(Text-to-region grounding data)

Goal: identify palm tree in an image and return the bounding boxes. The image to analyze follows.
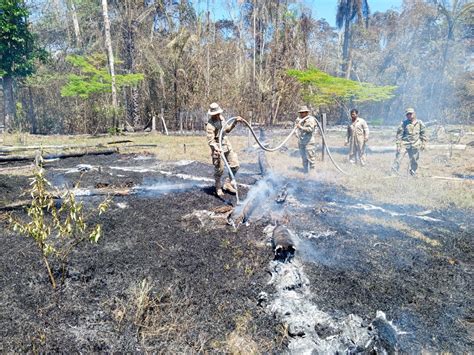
[336,0,370,79]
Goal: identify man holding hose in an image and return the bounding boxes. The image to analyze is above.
[295,105,318,173]
[206,102,243,197]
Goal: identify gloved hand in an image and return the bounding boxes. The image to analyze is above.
[396,144,401,153]
[420,142,426,151]
[344,141,349,146]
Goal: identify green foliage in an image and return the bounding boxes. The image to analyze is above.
[107,126,124,135]
[61,54,144,99]
[0,0,47,78]
[286,68,396,106]
[9,154,110,289]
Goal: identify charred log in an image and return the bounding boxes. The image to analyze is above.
[0,149,118,162]
[275,183,288,204]
[272,224,295,262]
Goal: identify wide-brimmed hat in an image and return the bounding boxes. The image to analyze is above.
[405,107,415,114]
[208,102,223,116]
[298,105,310,113]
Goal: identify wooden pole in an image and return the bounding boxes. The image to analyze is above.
[160,108,168,135]
[321,113,327,161]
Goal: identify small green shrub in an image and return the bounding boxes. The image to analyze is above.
[9,154,110,289]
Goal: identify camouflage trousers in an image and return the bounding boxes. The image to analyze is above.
[212,149,240,189]
[392,145,420,175]
[299,142,316,173]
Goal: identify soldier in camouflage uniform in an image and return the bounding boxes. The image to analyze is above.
[345,109,369,166]
[206,102,243,197]
[295,106,318,173]
[392,107,427,176]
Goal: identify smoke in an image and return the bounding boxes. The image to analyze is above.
[231,172,286,223]
[134,180,208,196]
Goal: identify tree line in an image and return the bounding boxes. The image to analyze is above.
[0,0,472,134]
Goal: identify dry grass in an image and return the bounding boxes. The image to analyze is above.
[111,279,196,351]
[2,126,473,209]
[223,312,261,354]
[263,127,474,209]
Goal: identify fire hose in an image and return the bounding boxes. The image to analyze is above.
[218,116,348,204]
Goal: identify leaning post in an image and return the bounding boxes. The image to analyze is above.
[321,112,327,161]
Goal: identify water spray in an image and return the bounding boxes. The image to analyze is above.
[218,116,348,204]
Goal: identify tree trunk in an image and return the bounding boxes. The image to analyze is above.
[101,0,118,129]
[123,15,140,129]
[341,20,351,78]
[206,0,210,99]
[2,76,16,129]
[27,86,38,134]
[68,0,82,47]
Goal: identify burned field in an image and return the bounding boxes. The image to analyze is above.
[0,152,472,353]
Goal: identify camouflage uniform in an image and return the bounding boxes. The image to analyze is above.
[346,117,369,166]
[392,116,427,175]
[296,115,318,172]
[206,114,239,192]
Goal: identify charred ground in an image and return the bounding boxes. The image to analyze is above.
[0,152,472,352]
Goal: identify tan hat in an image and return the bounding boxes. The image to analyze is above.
[405,107,415,114]
[298,105,310,113]
[208,102,223,116]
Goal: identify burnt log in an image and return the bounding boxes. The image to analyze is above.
[272,225,296,262]
[275,184,288,204]
[0,148,118,162]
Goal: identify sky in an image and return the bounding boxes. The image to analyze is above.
[195,0,403,28]
[306,0,402,26]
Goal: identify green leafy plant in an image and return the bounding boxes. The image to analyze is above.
[61,54,144,99]
[9,155,110,289]
[286,67,397,107]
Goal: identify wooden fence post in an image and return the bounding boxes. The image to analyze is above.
[321,113,327,161]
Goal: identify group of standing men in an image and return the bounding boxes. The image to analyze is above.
[205,102,428,197]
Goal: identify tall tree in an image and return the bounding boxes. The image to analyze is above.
[101,0,118,129]
[336,0,370,79]
[0,0,45,130]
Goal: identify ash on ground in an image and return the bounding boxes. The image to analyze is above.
[0,154,472,353]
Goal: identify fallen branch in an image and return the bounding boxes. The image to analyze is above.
[0,144,106,152]
[430,176,473,182]
[0,140,154,152]
[0,199,31,211]
[118,144,158,149]
[0,148,118,163]
[1,186,130,210]
[368,144,466,153]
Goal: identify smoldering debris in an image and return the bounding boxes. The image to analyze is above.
[182,209,233,228]
[271,225,296,262]
[264,225,402,354]
[229,173,284,226]
[275,184,288,204]
[266,257,403,354]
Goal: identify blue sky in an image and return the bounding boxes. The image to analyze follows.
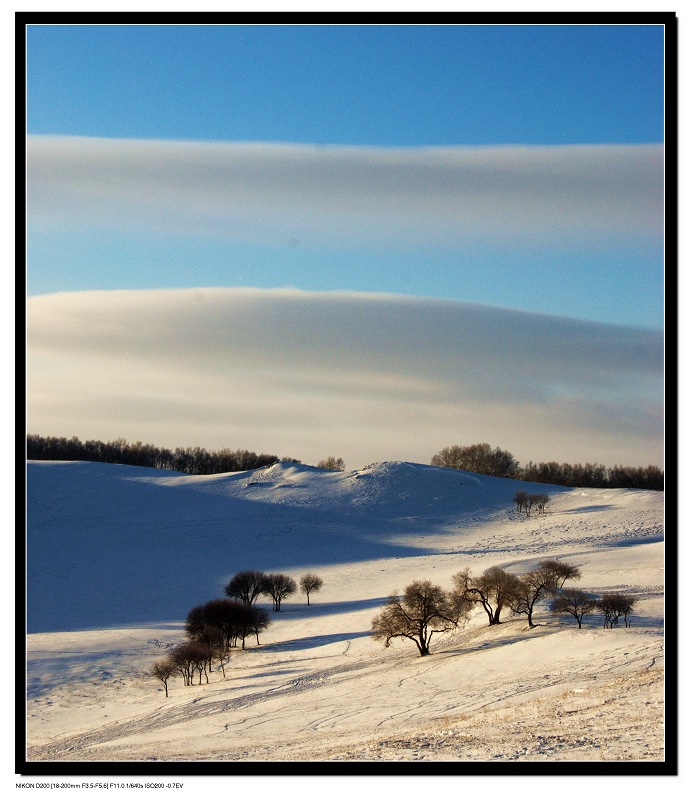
[26,23,665,328]
[27,24,664,146]
[25,21,667,468]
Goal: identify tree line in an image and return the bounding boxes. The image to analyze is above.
[26,434,281,475]
[371,560,638,657]
[150,570,323,696]
[431,442,663,491]
[27,434,662,491]
[26,434,348,476]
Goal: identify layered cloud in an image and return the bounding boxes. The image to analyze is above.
[26,136,663,249]
[26,288,664,469]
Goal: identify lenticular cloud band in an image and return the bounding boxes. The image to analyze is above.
[27,136,663,247]
[26,287,664,468]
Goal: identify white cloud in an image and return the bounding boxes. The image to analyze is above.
[26,136,663,249]
[27,288,664,469]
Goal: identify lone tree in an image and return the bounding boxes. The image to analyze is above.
[150,658,176,698]
[509,560,581,627]
[300,573,323,605]
[598,592,637,628]
[262,573,297,611]
[550,588,597,628]
[431,443,519,478]
[224,570,268,605]
[453,566,521,626]
[317,456,345,471]
[371,579,468,657]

- [Required action]
I need exact copies of the lines from the one holding "Goal: identify white" through the end of the records above, and nothing beyond them.

- [Task response]
Goal: identify white cloud in an image and return the bounding boxes. The image to analyze is above.
[26,136,663,249]
[27,288,664,469]
Goal: identify lone tree in an image and return the bounding boxes. The image to analyze is above.
[150,658,176,698]
[509,560,581,627]
[300,573,323,605]
[598,592,637,628]
[262,573,297,611]
[550,588,597,628]
[431,443,519,478]
[224,570,268,605]
[453,566,521,626]
[317,456,345,471]
[371,579,468,657]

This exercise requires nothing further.